→ **TEXT PROVIDED**:
[start]

2:30 PM on a Wednesday afternoon. It’s just me at the Kokopelli Golf Club driving range – well, not really, it’s just that the only other person there is several stalls down and hasn’t hit a ball in the last half-hour as he’s busy negotiating some big business deal from the sounds of it. Eddie Money’s “Two Tickets To Paradise” is blaring over the loudspeaker, the skies are a blistering azure, and there’s a hot wind blowing out of the south. I was about 90% through my bucket of balls before I took a break to work on my short game and a hour’s worth of chipping and putting on the practice green. With no one else out there I’m practicing every kind of pitch and chip one can think of, and my short game has never been this good.
I head back to my bucket, grab my 9-iron, and practice “squashing the bug” just like Alex Black showed me the other day. Before I took my break I could tell I was over-swinging and getting just a bit too aggressive, but the chipping and putting has created a sense of inner calm and peace, so this time the 9-iron is hit perfectly and with a perfect trajectory, landing softly about five yards past the 100-yard marker. After two more identically-perfect swings, I grab my eight-iron and do the same thing. I finish up by practicing low driver “stingers” that center-cut the imaginary fairway I’ve envisioned in front of me.
That’s three buckets of balls in five days, the best practice sessions I’ve had so far this year.
As self-satisfying as a practice session like this is, it’s also the loneliest of pursuits – something not unusual in the world of golf. I recall a passage in Tom Coyne’s Paper Tiger, where, upon meeting his girlfriend after months of banging balls in his pursuit to qualify for Q-School he finds there’s really not much to tell:
There is plenty about [Coyne’s pursuit] that only I will ever know about, that I cannot re-create for her or even in these pages for you – it’s the aspect of the game I care for least. Some consider it golf’s greatest mystical asset, but I think it’s the part of the game that can leave you the emptiest. Every so often, you hit that pure shot – I make the perfect move Doc [Jim Suttie, his swing coach] has been imploring me to make, I pinch a ball off the center of a six-iron, it flies at a controlled, cannon trajectory, effortless and exact, and in that moment I know I have changed. I have reached a place where I never honestly believed I would touch – a part of me can strike a golf ball as well as I will ever need to, as well as anyone, anywhere playing the game.

[end]

Rows of box annotation data
[start]

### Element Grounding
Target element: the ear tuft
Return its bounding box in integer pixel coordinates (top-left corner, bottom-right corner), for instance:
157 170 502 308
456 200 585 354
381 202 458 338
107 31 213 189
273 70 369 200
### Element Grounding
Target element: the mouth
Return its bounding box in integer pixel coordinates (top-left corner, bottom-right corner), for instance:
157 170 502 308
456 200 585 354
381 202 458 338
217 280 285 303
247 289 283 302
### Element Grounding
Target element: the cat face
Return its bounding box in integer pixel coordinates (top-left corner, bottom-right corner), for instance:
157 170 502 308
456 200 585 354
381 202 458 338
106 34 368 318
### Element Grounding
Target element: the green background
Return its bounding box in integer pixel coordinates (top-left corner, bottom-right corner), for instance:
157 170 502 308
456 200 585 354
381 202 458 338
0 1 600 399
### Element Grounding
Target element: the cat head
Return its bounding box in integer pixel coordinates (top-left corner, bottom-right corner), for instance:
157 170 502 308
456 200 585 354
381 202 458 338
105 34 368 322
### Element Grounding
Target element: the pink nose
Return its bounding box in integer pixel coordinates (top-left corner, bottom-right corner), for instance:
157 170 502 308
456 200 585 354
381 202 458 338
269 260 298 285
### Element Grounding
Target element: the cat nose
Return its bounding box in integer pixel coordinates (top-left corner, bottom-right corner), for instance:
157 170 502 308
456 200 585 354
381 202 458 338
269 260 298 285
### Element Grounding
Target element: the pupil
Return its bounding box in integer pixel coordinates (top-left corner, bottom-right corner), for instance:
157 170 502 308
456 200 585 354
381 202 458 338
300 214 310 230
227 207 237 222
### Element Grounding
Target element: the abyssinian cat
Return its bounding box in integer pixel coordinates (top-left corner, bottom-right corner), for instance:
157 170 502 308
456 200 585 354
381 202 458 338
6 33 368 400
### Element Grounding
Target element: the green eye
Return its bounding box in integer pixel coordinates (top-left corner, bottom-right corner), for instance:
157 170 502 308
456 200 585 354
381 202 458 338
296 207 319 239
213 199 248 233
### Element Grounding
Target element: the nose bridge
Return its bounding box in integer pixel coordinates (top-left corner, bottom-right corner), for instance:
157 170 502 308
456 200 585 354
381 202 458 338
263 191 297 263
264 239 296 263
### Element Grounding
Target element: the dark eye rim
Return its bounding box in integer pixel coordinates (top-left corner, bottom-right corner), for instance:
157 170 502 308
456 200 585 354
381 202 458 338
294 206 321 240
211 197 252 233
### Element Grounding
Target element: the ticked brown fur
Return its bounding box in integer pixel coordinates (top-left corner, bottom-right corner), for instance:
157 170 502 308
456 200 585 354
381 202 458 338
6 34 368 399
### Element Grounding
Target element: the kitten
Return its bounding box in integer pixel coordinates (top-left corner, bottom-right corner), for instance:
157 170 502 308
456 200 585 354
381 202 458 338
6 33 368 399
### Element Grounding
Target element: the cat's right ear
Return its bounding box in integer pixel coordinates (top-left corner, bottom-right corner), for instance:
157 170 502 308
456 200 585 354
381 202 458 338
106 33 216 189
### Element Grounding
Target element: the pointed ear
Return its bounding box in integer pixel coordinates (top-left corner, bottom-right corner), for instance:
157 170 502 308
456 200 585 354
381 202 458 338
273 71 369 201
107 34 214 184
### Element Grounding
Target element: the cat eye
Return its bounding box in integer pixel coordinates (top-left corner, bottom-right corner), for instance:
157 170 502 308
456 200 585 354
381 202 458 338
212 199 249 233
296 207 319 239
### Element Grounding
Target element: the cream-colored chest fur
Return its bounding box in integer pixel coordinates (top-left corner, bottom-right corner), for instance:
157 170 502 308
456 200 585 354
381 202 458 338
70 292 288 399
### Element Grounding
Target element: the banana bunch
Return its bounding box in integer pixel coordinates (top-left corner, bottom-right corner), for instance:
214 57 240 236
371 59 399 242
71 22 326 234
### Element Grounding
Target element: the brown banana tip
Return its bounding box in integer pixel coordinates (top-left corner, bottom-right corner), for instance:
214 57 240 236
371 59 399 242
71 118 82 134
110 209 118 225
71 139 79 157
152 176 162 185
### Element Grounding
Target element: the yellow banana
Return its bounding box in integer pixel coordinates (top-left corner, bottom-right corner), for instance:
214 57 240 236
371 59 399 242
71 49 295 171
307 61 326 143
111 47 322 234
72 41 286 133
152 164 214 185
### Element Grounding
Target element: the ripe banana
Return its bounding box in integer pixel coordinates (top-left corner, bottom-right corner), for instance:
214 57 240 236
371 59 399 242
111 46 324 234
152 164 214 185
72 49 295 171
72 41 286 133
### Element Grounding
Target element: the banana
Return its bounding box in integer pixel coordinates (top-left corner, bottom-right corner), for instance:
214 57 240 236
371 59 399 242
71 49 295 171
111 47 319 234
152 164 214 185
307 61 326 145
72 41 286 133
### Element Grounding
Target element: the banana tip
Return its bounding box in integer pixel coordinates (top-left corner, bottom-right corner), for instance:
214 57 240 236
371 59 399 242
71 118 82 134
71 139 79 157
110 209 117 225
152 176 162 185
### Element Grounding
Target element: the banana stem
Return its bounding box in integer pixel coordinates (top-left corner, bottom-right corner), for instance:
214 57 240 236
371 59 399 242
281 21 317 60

[end]
[start]

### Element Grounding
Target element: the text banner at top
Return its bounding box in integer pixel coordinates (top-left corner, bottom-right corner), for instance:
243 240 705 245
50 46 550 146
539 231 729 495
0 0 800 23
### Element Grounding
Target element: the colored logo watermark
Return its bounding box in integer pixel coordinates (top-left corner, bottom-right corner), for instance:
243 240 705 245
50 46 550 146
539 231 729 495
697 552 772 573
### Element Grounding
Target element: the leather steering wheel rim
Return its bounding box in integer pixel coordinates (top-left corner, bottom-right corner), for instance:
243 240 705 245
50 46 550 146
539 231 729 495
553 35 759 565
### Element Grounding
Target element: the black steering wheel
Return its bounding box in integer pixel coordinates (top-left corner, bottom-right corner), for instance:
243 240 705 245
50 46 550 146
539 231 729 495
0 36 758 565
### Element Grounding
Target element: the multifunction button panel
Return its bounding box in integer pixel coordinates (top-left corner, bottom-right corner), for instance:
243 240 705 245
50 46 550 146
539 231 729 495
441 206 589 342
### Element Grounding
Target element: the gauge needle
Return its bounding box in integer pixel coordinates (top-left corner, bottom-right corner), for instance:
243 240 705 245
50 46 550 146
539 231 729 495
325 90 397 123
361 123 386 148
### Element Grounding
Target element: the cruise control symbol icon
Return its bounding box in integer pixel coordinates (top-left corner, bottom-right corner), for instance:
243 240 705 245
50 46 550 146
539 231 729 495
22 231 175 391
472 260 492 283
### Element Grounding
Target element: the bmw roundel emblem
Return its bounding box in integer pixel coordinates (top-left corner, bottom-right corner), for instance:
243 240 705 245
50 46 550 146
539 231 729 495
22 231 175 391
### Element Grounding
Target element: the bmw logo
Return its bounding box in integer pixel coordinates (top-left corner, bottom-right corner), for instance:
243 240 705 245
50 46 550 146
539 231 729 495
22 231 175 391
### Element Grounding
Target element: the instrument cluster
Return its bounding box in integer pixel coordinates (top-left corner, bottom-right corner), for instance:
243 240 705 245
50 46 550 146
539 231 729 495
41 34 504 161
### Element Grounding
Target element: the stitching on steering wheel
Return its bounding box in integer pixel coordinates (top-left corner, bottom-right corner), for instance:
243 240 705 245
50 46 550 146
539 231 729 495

[end]

→ **CHALLENGE A**:
Please count the rows containing the string "logo" and give only that number.
→ **CHALLENGE B**:
Carry the golf practice passage further, picking up right after its final sentence.

→ **RESPONSE A**:
2

→ **RESPONSE B**:
I see a lot of myself in Coyne’s words, because there are times I feel the same way. In golf measurements, while it’s been less than three and a half months since my first round at Superstition Springs this year, I ‘ve traveled light years in terms of my swing and overall abilities, to the point where I don’t even feel like the same person anymore. It’s not just that, with the help of Alex Black and no small amount of work on my part, my golf swing has changed, I’ve changed as well. As someone who – rightly or wrongly – always expected too much of myself, put too much pressure on myself, and never felt adequate when it came to trying this game called golf, I’m at a point where I’m both comfortable and confident in my golf skin. When things go wrong, as they did my last time out with the sticks, I’m able to make the necessary corrections and stop further bleeding. It’s a direct result of that round at Trilogy that I discovered the set-up that was the final missing piece of the puzzle I’ve been working on, and I’ve found the confidence I’ve always lacked whenever a golf ball was put in front of me.
It occurred to me while watching Bruce Brown’s The Endless Summer the other night that the same sensation I’ve encountered on the driving range these past few sessions is not unlike the kind of experience surfers have when they encounter that perfect wave or perfect wave experience. Consider this quote by big wave surfer Greg Noll, from Susan Casey’s fine book, The Wave, where he talks about being “in the moment”:
That rush! I can’t explain it. When you blow down the side of a wave and the thing’s growling at you and snorting and all that power and fury and you don’t know if you’re gonna be alive ten seconds from now or not, it’s as heavy an experience as sex! If you surf, you know. And for all the rest of you sons of bitches, I feel sorry for you.
No less an authority than Roy McAvoy has been quoted as saying, “there’s no greater feeling in the world than a well-struck golf ball”, and he’s right.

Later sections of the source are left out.